⟨

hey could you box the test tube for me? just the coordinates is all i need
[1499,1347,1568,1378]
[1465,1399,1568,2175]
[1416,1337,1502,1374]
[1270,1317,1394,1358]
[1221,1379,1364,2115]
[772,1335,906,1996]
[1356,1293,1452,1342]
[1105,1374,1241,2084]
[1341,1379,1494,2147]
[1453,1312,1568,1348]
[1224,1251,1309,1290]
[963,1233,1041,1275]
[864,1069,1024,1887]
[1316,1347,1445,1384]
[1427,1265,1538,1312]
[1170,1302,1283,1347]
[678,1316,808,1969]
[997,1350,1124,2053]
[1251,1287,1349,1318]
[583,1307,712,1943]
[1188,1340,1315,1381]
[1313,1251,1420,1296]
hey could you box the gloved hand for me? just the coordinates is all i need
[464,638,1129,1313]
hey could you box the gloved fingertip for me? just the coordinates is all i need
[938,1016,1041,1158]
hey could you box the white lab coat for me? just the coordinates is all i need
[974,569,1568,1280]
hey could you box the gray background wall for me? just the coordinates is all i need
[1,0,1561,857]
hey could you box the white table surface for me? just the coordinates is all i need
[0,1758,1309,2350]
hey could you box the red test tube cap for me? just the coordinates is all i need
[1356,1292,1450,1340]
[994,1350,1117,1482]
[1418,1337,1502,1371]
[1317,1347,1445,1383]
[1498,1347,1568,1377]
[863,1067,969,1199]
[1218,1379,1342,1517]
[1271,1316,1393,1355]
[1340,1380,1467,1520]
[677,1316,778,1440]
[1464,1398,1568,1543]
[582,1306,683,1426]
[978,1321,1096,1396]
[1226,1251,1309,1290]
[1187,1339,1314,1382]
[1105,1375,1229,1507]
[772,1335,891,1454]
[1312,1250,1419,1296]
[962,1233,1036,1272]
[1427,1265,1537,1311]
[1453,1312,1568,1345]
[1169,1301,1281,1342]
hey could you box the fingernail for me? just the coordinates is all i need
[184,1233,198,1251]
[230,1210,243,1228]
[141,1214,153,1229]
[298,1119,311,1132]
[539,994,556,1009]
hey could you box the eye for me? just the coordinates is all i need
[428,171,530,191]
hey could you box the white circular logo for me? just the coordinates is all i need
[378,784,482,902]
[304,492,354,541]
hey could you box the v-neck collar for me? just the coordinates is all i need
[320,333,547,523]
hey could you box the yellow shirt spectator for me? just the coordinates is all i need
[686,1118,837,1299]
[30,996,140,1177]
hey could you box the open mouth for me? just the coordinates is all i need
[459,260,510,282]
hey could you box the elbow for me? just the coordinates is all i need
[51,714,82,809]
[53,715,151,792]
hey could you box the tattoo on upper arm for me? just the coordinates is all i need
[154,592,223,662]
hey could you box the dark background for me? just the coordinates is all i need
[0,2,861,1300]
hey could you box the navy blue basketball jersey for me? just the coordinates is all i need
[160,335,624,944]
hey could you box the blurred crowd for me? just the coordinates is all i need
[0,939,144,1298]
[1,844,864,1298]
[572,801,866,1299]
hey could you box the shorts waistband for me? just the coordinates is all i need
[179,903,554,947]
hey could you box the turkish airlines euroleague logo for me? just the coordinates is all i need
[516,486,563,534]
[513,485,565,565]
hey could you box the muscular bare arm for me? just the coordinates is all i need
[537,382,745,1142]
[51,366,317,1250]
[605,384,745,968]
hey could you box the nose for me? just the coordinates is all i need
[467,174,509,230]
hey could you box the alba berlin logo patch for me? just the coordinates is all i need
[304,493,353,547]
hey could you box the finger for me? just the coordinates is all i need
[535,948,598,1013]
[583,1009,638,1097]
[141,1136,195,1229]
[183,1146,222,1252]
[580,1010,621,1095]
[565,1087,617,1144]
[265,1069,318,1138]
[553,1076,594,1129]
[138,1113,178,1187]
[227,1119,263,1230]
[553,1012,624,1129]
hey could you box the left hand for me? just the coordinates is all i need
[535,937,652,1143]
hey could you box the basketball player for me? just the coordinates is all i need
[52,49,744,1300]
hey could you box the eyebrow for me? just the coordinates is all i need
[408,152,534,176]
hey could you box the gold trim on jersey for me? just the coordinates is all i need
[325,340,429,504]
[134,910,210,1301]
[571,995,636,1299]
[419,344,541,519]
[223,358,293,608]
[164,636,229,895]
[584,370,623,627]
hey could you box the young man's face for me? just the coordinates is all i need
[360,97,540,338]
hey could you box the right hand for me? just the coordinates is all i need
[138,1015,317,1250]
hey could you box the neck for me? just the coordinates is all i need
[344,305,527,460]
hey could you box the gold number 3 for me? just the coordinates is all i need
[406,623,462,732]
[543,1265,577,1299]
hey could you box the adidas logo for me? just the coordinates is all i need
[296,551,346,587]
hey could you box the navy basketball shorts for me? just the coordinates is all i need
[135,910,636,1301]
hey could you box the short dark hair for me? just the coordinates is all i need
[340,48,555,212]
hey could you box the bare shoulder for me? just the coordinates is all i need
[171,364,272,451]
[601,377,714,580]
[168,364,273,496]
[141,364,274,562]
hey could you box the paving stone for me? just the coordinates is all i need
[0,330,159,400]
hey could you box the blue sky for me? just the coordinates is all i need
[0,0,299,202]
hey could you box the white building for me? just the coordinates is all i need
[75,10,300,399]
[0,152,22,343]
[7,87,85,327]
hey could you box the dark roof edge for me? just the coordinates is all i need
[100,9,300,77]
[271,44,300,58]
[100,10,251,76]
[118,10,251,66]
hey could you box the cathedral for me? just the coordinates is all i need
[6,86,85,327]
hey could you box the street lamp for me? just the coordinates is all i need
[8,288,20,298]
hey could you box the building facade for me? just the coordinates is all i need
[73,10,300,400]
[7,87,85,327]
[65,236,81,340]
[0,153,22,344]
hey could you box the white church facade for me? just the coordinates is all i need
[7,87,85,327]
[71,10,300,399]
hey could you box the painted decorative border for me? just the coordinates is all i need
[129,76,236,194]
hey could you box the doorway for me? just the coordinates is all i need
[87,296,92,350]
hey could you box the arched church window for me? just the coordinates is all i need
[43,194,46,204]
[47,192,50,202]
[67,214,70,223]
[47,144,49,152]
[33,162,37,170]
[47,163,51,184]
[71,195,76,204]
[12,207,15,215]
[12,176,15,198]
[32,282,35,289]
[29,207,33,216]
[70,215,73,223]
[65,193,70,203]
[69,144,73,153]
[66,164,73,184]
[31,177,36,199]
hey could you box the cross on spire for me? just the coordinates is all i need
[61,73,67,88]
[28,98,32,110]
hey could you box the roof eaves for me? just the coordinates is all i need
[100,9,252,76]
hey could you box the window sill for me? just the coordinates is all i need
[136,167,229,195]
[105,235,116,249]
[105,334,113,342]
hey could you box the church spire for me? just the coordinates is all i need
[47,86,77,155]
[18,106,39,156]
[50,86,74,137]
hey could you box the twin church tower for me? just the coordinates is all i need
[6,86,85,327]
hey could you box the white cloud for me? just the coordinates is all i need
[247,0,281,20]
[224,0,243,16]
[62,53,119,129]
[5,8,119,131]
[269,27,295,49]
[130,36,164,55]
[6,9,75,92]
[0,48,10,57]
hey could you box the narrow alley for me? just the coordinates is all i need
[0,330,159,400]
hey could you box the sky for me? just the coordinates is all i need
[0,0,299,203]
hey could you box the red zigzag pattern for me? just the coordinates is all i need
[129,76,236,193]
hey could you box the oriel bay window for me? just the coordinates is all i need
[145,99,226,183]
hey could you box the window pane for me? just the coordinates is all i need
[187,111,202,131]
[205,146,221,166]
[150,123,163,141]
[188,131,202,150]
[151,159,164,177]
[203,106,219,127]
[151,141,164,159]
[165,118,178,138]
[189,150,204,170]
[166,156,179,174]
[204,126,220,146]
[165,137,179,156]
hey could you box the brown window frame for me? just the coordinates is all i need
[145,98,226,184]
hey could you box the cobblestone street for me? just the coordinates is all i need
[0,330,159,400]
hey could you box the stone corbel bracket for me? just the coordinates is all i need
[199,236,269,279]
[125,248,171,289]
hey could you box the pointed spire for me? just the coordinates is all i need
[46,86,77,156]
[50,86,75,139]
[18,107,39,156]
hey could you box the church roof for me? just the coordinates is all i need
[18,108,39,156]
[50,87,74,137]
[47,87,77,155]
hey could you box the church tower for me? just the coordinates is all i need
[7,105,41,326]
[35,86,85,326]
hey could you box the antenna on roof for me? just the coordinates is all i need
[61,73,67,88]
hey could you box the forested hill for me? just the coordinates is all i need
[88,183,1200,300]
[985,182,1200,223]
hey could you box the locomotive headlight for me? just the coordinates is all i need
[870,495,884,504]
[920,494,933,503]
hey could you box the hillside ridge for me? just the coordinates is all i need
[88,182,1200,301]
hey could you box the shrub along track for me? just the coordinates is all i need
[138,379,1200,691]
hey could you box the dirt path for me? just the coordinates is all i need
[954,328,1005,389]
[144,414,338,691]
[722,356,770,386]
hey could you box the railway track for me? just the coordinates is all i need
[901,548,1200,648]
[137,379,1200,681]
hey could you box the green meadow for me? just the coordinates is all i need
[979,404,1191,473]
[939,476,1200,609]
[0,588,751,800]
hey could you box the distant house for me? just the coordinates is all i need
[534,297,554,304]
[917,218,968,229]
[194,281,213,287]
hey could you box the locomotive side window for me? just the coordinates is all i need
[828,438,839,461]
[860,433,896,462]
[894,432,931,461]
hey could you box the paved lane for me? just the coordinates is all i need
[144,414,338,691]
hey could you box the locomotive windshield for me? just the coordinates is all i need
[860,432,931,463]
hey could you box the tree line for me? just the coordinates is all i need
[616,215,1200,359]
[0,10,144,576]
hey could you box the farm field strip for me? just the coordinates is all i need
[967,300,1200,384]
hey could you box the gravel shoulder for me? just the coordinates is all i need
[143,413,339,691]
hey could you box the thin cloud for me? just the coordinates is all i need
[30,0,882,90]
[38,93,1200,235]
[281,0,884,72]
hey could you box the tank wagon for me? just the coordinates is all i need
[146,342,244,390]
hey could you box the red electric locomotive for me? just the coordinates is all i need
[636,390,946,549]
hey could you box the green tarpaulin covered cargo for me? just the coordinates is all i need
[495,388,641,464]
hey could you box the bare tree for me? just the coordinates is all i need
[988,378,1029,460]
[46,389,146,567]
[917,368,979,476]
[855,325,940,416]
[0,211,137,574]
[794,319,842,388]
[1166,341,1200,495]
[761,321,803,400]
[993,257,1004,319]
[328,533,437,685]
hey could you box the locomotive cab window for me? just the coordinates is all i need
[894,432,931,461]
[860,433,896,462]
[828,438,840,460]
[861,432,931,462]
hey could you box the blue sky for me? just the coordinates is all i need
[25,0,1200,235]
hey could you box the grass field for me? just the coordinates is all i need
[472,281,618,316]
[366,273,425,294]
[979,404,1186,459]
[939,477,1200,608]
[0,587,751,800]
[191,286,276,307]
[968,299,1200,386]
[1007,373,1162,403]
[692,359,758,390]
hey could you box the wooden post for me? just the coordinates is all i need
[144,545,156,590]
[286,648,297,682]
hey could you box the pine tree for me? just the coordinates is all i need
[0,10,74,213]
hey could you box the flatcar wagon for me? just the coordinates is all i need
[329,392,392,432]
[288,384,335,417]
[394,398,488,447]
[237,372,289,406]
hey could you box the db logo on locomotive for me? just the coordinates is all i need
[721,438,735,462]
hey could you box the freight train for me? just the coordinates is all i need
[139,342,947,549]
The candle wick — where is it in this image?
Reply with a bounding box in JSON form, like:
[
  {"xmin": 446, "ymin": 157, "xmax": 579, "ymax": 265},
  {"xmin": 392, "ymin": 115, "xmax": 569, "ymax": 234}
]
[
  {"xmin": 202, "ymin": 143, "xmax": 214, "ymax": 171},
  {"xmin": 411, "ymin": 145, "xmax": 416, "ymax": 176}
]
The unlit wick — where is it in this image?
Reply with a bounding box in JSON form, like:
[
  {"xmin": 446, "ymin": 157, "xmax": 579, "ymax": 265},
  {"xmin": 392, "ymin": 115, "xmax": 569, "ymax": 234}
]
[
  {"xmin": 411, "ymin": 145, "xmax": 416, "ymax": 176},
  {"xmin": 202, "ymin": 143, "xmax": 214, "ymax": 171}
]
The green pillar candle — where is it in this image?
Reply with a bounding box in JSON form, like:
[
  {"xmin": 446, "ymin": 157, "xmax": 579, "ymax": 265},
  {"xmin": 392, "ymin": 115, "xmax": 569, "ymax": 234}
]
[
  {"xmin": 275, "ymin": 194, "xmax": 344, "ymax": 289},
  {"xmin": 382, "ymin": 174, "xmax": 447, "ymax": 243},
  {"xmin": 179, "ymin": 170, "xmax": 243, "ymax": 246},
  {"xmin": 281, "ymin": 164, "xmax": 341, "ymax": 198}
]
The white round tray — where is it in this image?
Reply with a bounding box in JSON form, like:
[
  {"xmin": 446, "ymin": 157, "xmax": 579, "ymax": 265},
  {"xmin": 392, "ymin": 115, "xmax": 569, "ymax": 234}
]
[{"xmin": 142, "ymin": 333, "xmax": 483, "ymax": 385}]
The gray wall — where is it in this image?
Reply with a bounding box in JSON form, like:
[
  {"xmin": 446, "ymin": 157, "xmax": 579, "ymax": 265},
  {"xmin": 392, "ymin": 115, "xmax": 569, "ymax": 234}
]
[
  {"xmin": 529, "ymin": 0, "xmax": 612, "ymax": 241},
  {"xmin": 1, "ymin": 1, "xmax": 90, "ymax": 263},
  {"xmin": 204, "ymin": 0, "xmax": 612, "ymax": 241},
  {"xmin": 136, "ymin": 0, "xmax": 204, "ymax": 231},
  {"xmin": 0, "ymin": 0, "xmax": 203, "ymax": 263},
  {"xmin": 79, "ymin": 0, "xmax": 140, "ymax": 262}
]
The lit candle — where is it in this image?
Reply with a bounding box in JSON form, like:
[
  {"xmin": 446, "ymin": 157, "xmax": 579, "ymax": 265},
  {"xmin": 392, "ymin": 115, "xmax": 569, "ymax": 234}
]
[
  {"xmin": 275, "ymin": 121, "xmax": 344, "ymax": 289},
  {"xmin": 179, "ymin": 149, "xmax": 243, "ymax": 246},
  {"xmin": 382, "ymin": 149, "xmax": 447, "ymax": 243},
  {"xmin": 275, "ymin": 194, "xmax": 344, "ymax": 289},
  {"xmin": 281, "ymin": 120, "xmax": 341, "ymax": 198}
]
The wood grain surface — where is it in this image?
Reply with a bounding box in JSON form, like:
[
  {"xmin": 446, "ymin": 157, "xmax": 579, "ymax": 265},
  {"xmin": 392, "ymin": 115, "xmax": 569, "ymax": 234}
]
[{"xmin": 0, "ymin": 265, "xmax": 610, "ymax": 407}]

⟩

* HOW TO COMPLETE THIS TASK:
Could you tally the lines in these records that contain the word "image" and give only the result?

* SOLUTION FOR THIS PROBLEM:
7